Exercise. Repeat precisely, and only, the lines between the line containing "Task: point to every instance of the dark" and the end of the listing below, both ends included.

============

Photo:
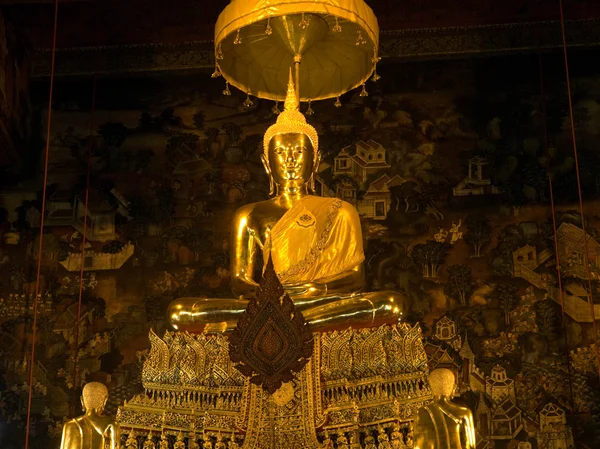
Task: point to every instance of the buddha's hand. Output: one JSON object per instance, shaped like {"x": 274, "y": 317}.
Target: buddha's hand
{"x": 306, "y": 290}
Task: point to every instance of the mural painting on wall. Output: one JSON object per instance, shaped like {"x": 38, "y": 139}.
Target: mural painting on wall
{"x": 449, "y": 172}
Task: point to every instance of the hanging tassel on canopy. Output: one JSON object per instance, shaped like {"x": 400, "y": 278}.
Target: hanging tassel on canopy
{"x": 41, "y": 233}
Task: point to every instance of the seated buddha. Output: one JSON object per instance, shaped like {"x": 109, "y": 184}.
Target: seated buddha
{"x": 443, "y": 424}
{"x": 315, "y": 244}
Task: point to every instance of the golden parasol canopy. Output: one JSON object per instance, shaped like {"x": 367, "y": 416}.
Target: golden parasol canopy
{"x": 334, "y": 41}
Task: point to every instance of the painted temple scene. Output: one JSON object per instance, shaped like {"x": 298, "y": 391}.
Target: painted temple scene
{"x": 196, "y": 252}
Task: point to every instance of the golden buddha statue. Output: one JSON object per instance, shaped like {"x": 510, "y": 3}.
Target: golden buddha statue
{"x": 442, "y": 424}
{"x": 315, "y": 244}
{"x": 92, "y": 430}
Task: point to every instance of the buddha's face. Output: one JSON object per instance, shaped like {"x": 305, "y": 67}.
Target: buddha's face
{"x": 291, "y": 158}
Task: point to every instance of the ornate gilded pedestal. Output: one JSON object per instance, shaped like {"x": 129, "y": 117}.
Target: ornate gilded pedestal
{"x": 359, "y": 384}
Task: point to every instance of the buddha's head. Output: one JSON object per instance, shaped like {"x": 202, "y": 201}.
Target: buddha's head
{"x": 291, "y": 146}
{"x": 442, "y": 383}
{"x": 94, "y": 396}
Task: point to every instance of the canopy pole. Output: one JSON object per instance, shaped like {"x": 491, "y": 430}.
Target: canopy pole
{"x": 297, "y": 60}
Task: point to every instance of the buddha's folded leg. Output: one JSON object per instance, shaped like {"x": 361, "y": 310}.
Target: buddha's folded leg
{"x": 360, "y": 310}
{"x": 197, "y": 315}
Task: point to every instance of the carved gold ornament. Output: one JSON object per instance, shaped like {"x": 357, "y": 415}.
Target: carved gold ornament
{"x": 271, "y": 341}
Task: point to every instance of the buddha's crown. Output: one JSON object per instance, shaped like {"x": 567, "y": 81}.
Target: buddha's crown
{"x": 291, "y": 121}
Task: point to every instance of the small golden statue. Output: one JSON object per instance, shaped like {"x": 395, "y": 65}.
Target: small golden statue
{"x": 442, "y": 424}
{"x": 149, "y": 443}
{"x": 315, "y": 243}
{"x": 164, "y": 441}
{"x": 383, "y": 439}
{"x": 131, "y": 442}
{"x": 92, "y": 430}
{"x": 179, "y": 444}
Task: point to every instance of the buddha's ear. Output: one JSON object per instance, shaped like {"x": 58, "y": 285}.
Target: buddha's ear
{"x": 265, "y": 162}
{"x": 317, "y": 161}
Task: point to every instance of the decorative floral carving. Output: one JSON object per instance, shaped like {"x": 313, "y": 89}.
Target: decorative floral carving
{"x": 271, "y": 341}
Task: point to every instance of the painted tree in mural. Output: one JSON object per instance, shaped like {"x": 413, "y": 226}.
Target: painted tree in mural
{"x": 460, "y": 283}
{"x": 114, "y": 134}
{"x": 430, "y": 256}
{"x": 478, "y": 232}
{"x": 182, "y": 140}
{"x": 199, "y": 120}
{"x": 506, "y": 294}
{"x": 547, "y": 317}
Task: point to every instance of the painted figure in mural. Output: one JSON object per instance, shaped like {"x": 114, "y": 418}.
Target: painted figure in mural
{"x": 131, "y": 442}
{"x": 383, "y": 439}
{"x": 92, "y": 430}
{"x": 441, "y": 235}
{"x": 456, "y": 235}
{"x": 179, "y": 444}
{"x": 164, "y": 441}
{"x": 149, "y": 443}
{"x": 442, "y": 424}
{"x": 315, "y": 243}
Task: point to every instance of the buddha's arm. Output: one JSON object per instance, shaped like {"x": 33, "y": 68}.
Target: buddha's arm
{"x": 242, "y": 255}
{"x": 71, "y": 438}
{"x": 470, "y": 431}
{"x": 348, "y": 282}
{"x": 115, "y": 436}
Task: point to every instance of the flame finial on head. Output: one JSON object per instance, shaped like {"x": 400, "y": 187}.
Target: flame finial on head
{"x": 291, "y": 121}
{"x": 291, "y": 99}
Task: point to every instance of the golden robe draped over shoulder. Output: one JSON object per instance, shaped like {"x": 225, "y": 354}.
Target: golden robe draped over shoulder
{"x": 316, "y": 240}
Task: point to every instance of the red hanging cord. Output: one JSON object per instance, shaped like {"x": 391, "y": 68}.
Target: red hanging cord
{"x": 41, "y": 235}
{"x": 85, "y": 221}
{"x": 573, "y": 138}
{"x": 554, "y": 228}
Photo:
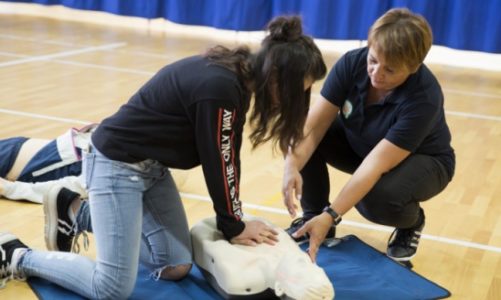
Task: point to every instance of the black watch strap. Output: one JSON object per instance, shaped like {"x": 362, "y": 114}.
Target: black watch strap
{"x": 335, "y": 216}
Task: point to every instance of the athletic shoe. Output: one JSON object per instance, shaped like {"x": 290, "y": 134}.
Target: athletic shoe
{"x": 297, "y": 277}
{"x": 11, "y": 249}
{"x": 298, "y": 223}
{"x": 403, "y": 242}
{"x": 60, "y": 229}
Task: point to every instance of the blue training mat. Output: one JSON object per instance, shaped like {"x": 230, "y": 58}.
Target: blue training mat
{"x": 356, "y": 270}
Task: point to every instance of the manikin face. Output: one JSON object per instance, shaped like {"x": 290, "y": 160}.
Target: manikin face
{"x": 383, "y": 75}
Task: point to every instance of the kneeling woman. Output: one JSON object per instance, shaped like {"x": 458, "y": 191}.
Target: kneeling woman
{"x": 191, "y": 113}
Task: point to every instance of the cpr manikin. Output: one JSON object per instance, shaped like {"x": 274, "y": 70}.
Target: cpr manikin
{"x": 259, "y": 272}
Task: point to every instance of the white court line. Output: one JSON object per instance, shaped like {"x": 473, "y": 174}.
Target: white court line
{"x": 25, "y": 39}
{"x": 108, "y": 68}
{"x": 61, "y": 54}
{"x": 45, "y": 117}
{"x": 473, "y": 116}
{"x": 475, "y": 94}
{"x": 361, "y": 225}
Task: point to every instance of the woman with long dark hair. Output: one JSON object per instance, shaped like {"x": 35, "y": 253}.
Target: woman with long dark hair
{"x": 192, "y": 112}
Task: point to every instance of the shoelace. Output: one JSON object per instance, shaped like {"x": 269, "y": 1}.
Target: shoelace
{"x": 404, "y": 237}
{"x": 5, "y": 274}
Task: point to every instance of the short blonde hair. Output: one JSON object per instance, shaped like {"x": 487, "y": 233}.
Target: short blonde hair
{"x": 402, "y": 37}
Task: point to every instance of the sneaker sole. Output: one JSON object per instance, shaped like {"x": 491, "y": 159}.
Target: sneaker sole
{"x": 50, "y": 212}
{"x": 401, "y": 259}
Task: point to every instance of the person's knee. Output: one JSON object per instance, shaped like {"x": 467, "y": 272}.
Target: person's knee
{"x": 107, "y": 287}
{"x": 383, "y": 205}
{"x": 175, "y": 272}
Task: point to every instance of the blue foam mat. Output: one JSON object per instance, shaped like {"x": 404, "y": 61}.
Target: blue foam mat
{"x": 356, "y": 270}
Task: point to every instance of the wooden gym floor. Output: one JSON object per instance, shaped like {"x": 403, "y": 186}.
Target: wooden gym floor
{"x": 59, "y": 74}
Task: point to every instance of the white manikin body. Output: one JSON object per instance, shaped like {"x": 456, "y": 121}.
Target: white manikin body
{"x": 246, "y": 271}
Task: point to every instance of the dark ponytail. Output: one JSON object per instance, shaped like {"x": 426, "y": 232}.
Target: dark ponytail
{"x": 286, "y": 58}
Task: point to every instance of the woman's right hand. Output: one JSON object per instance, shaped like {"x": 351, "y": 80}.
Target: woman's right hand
{"x": 256, "y": 232}
{"x": 292, "y": 186}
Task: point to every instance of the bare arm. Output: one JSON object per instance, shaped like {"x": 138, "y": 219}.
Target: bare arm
{"x": 320, "y": 117}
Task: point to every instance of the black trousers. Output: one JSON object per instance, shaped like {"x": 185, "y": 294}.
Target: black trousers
{"x": 393, "y": 201}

============

Worked solution.
Task: point to every instance of the dark ponytail. Output: one JSON object per instance, shaped like {"x": 426, "y": 232}.
Target: dark ponytail
{"x": 286, "y": 58}
Task: point to every instance of the woman's right hand. Output: one JSON object per instance, shaped like {"x": 351, "y": 80}.
Target: woman's right hand
{"x": 256, "y": 232}
{"x": 292, "y": 186}
Task: point to every instance of the bare arm. Output: one JSON object per instance, shaped like {"x": 138, "y": 219}.
Target: bare arm
{"x": 320, "y": 117}
Task: point to every instance of the black trousers. Output: one JSON object per instance, shaped like {"x": 185, "y": 294}.
Target: black trousers
{"x": 393, "y": 201}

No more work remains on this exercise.